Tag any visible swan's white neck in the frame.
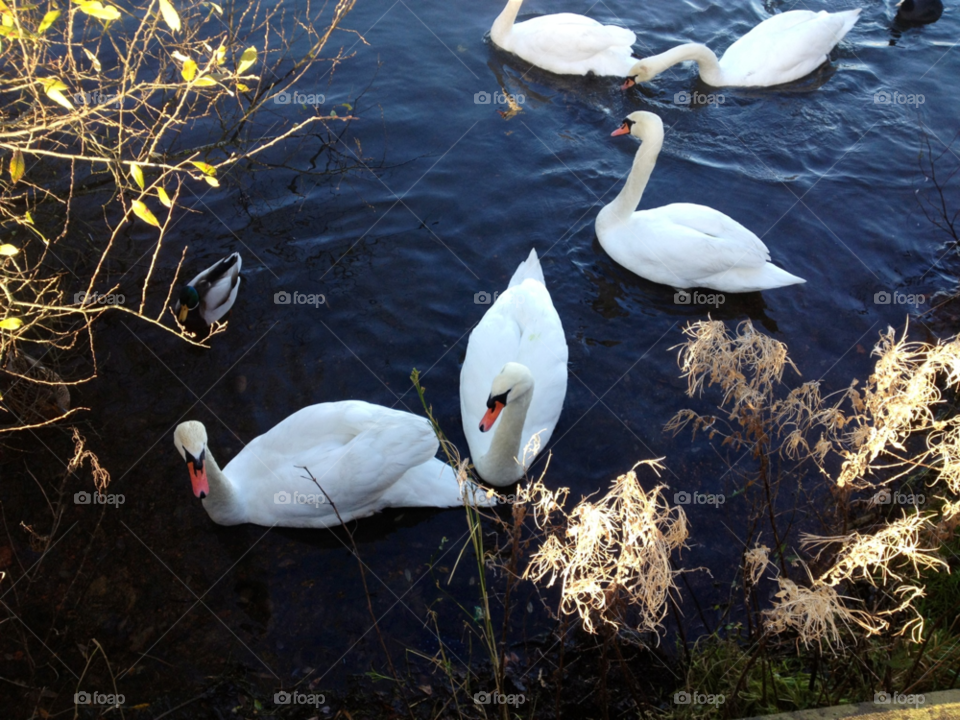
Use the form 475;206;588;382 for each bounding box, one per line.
490;0;523;49
597;128;663;224
202;448;246;525
473;388;533;485
643;43;725;87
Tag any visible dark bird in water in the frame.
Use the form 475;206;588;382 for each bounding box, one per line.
173;253;241;334
896;0;943;25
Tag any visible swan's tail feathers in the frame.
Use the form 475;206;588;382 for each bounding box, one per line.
760;263;806;290
507;248;547;287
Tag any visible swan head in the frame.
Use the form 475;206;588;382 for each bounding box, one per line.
480;362;533;432
620;60;657;90
173;420;210;500
174;285;200;323
610;110;663;140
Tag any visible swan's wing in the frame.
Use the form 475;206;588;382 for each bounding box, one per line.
224;400;438;524
511;13;637;62
460;279;568;460
628;203;770;287
720;10;859;84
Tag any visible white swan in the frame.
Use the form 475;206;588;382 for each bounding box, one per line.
623;8;860;90
490;0;637;77
173;400;496;528
460;250;567;486
596;112;805;293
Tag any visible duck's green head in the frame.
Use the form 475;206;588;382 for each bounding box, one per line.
177;285;200;322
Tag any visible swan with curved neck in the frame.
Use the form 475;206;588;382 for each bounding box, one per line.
460;250;568;486
490;0;637;77
623;8;860;90
173;400;496;528
596;112;805;293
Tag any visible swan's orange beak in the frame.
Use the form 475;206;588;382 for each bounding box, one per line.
187;458;210;500
480;401;506;432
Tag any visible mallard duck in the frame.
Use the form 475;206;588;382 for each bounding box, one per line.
173;253;241;329
0;347;70;425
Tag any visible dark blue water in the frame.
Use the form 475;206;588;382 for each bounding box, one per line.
31;0;960;702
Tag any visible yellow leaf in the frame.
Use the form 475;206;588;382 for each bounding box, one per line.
190;160;217;177
237;47;257;75
132;200;160;227
10;150;27;182
180;60;197;82
77;0;120;22
160;0;180;32
83;48;100;72
40;78;73;110
37;10;60;35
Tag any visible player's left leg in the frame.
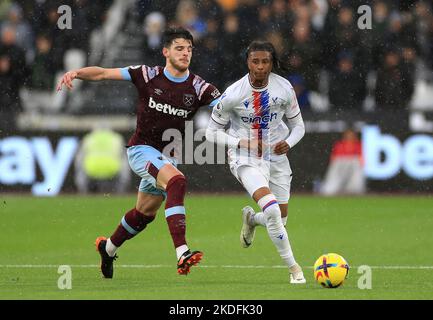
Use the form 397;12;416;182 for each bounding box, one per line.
251;158;293;227
157;164;203;275
95;191;164;278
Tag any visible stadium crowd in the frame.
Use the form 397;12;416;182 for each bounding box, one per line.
0;0;433;130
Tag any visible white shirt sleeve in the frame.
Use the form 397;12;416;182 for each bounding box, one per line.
285;87;305;148
286;112;305;149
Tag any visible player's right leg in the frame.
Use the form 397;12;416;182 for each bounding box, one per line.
95;192;164;278
155;164;203;275
238;166;305;283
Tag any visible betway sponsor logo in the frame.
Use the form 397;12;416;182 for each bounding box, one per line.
149;97;191;119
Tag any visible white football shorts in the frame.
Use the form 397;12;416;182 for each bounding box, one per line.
229;153;292;204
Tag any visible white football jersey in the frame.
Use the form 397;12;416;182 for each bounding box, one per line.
211;73;301;161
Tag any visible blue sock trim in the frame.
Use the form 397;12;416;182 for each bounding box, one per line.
165;206;185;218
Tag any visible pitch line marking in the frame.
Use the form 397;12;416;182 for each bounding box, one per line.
0;264;433;270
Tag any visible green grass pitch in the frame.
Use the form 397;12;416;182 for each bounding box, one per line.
0;194;433;300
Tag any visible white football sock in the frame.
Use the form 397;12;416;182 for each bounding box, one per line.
176;244;189;260
105;238;117;257
258;194;296;268
251;212;266;228
255;212;287;227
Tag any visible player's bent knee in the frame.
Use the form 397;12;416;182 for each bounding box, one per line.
166;175;187;193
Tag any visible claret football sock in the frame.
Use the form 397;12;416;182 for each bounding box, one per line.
110;208;155;248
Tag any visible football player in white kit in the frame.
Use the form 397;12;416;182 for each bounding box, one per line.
206;41;306;283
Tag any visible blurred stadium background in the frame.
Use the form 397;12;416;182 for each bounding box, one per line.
0;0;433;195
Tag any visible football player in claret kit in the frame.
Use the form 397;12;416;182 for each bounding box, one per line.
206;41;305;283
57;28;220;278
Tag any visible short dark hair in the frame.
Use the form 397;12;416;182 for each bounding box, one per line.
245;40;289;73
162;27;194;48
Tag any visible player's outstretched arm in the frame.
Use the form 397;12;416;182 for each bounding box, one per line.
57;67;124;91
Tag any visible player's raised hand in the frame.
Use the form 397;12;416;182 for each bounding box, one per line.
274;141;290;155
57;71;78;91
------------------------------------------------------------
## What to do
Pull out every row above that contains the word "white". Case counts.

## Written reply
Tag any visible swan's white neck in the frame.
Tag any visible white swan in the frame.
Tag any visible white shirt sleeve in the frame.
Tag any visible white football shorts in the frame.
Tag any visible white football jersey in the frame.
Tag any visible white football sock in the frame.
Tag any visible football player in white kit in the frame.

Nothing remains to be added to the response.